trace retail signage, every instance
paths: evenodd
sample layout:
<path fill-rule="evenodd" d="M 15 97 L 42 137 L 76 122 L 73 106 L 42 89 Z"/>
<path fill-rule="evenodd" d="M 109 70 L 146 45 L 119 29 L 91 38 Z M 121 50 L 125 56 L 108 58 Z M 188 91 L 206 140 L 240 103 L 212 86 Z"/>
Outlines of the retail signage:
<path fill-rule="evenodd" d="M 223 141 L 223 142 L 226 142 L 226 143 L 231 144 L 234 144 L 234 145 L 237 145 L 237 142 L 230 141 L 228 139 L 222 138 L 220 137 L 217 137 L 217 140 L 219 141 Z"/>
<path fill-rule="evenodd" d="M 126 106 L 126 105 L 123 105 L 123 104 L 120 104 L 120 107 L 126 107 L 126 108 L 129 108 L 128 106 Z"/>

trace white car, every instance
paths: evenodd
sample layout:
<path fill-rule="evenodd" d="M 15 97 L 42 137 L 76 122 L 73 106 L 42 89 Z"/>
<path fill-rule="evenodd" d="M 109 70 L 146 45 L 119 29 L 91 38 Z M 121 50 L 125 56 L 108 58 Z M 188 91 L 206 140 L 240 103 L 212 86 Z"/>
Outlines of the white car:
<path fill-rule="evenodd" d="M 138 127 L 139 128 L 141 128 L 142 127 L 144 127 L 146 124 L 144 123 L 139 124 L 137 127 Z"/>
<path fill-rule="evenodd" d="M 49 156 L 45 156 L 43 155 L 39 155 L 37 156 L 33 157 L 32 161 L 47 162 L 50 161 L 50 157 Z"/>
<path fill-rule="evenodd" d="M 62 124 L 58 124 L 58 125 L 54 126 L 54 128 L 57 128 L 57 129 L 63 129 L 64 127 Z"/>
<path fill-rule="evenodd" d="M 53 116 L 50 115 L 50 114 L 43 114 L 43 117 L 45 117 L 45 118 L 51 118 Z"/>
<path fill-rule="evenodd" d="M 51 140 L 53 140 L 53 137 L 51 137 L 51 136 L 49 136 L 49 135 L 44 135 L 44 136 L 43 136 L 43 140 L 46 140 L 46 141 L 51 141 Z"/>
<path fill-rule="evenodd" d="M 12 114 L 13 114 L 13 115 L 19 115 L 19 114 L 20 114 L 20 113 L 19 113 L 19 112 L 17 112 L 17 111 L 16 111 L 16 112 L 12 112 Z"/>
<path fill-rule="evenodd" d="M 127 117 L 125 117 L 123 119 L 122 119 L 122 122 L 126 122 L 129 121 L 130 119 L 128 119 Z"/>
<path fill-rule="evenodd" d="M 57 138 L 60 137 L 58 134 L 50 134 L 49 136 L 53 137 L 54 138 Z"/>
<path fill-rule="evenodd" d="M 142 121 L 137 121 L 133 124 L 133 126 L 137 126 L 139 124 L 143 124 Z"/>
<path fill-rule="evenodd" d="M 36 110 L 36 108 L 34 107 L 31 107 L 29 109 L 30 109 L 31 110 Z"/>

......

▶ [Exercise]:
Can you print, word for word, everything from the start of the listing down to and including the line that contains "223 141 L 223"?

▶ [The reply]:
trace retail signage, every instance
paths: evenodd
sample layout:
<path fill-rule="evenodd" d="M 15 97 L 42 137 L 76 122 L 73 106 L 42 89 Z"/>
<path fill-rule="evenodd" d="M 109 70 L 146 45 L 119 29 L 91 38 Z M 121 50 L 125 56 L 108 58 Z M 188 91 L 206 140 L 240 103 L 212 86 Z"/>
Outlines of the retail signage:
<path fill-rule="evenodd" d="M 223 141 L 223 142 L 226 142 L 226 143 L 231 144 L 234 144 L 234 145 L 237 145 L 237 142 L 230 141 L 228 139 L 222 138 L 220 137 L 217 137 L 217 140 L 219 141 Z"/>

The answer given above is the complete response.